* WORK REQUIRED
Extend the post below about the ending of the new Candyman film, picking up right after its final sentence.

* SELECTED PASSAGE
···
This really should not need to be said, but the following post contains SPOILERS for Candyman — both the 1992 original film and the 2021 sequel.

The whole mythology of Candyman is built around saying the title character’s name. Repeat it five times in front of a mirror and he materializes, hook in hand (or hook as hand, really) to slay his victims. But the final scenes of Nia DaCosta’s new Candyman may leave you repeating another phrase:

“Wait, what?”

Those final scenes draw upon the original Candyman film directed by Bernard Rose (itself inspired by a Clive Barker story called “The Forbidden”) so it helps to have seen or rewatched the original film before you dive into the new one. If not, here are the basics you need to know.
···
* RECORDS SUPPLIED
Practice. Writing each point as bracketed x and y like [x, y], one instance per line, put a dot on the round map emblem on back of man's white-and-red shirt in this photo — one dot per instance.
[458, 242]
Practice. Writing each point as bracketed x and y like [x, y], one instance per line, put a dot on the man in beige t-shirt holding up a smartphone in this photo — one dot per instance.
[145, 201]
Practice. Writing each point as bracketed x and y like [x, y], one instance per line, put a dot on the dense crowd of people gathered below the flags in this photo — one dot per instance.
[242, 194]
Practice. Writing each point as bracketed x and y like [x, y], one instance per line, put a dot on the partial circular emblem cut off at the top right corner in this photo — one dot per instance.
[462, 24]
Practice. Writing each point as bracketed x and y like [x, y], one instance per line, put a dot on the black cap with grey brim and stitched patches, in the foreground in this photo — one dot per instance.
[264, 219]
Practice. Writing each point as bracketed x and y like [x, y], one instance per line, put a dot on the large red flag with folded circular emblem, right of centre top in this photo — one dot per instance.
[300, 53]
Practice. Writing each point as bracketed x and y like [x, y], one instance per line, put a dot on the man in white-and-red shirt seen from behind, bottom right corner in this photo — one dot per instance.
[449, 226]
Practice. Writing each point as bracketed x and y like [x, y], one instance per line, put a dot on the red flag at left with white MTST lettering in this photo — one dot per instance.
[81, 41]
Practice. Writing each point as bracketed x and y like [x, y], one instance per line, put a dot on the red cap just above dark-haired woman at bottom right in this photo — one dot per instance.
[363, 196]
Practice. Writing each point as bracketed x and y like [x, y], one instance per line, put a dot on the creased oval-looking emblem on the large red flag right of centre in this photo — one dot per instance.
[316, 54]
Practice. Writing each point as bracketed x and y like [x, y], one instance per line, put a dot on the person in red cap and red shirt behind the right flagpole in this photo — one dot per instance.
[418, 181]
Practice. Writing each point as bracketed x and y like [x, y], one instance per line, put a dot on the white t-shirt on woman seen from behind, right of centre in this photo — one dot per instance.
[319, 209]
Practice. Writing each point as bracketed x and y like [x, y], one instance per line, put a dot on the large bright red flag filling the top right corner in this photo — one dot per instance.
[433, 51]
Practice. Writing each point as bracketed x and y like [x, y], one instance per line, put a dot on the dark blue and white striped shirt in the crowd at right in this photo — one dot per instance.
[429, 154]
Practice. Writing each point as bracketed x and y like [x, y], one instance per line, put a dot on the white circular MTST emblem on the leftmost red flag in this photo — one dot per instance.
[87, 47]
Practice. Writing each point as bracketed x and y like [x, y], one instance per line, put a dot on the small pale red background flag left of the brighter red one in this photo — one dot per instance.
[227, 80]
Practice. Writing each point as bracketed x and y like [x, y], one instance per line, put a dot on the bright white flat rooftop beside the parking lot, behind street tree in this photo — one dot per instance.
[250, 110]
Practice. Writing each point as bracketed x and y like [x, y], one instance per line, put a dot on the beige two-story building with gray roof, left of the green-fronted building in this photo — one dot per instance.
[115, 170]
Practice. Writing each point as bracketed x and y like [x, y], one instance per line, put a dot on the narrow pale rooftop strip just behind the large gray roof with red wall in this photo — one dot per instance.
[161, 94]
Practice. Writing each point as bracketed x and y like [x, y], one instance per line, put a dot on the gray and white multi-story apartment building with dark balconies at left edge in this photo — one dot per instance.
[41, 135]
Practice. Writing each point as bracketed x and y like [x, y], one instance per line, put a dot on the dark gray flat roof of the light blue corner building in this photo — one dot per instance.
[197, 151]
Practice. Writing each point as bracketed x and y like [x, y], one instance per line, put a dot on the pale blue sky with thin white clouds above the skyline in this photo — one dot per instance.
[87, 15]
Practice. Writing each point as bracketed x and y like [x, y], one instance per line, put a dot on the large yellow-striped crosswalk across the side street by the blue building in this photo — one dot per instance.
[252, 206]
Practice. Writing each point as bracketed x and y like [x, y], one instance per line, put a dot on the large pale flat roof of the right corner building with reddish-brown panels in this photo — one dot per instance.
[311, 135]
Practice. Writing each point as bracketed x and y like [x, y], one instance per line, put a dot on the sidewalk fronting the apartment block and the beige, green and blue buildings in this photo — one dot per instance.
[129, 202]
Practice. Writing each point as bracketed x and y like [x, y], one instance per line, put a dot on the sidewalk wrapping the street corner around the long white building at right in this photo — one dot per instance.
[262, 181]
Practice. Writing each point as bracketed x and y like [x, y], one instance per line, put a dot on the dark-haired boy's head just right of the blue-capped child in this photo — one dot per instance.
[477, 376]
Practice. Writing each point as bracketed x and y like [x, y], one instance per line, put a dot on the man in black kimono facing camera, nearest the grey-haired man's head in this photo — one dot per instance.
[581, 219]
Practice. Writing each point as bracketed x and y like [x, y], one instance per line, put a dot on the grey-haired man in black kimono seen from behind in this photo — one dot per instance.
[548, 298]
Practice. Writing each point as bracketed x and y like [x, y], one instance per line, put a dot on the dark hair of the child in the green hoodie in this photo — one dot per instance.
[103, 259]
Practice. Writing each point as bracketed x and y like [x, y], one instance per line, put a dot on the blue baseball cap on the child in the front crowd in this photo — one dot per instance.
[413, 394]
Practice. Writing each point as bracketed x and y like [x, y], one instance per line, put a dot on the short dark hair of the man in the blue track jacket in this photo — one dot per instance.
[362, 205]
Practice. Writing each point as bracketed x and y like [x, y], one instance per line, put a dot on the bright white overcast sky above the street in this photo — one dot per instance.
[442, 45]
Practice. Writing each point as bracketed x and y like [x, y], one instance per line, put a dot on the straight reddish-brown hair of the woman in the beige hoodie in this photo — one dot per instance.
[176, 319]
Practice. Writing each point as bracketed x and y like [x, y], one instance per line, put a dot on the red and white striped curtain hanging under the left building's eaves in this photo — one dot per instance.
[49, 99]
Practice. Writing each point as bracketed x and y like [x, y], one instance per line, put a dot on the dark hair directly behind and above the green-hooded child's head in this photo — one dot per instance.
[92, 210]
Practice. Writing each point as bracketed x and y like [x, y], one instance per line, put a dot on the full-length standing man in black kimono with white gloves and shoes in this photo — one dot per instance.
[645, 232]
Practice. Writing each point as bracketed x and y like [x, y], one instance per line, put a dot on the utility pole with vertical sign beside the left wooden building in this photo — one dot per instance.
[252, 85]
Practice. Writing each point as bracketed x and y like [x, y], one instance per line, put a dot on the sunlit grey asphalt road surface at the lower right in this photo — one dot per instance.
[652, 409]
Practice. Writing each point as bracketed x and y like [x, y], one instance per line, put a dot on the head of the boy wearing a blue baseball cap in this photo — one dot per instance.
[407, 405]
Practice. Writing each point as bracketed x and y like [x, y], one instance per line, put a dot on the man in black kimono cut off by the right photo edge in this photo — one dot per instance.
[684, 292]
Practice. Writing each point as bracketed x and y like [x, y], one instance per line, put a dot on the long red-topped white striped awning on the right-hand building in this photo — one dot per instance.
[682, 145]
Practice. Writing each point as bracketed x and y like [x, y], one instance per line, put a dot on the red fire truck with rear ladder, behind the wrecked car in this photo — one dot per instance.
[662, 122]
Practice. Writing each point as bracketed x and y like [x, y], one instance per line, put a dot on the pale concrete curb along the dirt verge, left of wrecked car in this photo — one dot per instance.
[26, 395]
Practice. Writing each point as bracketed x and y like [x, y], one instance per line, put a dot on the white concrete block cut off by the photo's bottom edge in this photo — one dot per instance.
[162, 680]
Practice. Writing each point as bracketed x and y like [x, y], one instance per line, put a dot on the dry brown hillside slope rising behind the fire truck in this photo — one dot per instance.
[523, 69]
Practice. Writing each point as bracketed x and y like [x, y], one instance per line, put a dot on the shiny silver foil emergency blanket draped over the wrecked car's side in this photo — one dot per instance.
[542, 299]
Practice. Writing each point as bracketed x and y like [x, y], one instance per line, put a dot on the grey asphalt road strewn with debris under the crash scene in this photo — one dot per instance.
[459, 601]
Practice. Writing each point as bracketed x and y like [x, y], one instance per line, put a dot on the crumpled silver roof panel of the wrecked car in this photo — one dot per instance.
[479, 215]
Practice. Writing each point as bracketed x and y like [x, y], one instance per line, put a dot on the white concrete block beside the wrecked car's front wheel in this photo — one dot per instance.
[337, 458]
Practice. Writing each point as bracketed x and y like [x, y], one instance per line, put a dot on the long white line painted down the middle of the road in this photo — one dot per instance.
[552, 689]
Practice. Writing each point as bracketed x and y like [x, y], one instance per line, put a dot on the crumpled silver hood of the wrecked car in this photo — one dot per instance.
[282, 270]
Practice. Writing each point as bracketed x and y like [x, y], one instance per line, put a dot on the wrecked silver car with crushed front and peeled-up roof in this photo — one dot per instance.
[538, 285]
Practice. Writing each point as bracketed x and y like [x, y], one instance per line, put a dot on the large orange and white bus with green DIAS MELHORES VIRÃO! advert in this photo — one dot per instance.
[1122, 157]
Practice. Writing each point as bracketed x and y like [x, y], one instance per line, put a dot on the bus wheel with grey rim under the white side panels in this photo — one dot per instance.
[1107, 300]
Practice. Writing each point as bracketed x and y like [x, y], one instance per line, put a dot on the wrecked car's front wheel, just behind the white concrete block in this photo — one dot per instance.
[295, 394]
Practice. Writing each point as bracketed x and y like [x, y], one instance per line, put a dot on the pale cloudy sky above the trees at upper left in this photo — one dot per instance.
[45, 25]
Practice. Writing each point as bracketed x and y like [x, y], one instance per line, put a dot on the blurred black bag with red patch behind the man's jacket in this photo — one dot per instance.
···
* YOUR RESPONSE
The first Candyman is about a grad student named Helen Lyle (Virginia Madsen) who’s researching a thesis on urban legends. From one of the custodians who works at her school, she hears about the Candyman, a murderer who supposedly stalks the residents of Chicago’s Cabrini-Green housing project. She eventually learns the origin of this figure: He is the son of a freed slave from the late 1800s who painted portraits for white families. When he fell in love with and impregnated one of his white subjects, a mob brutally murdered him by cutting off his arm, smearing him with honeycomb, and letting bees sting him to death.

While investigating the legend, Helen gets attacked by a man claiming to be Candyman. Soon after, the man is arrested, but Helen begins seeing visions of the “real” Candyman (played by Tony Todd). She blacks out and then awakens in pools of blood with no memory of how she got there or what violence has occurred. Later, Candyman claims that Helen’s actions have made people lose faith in his legend, and thus he’s returned to kill more people to perpetuate his story.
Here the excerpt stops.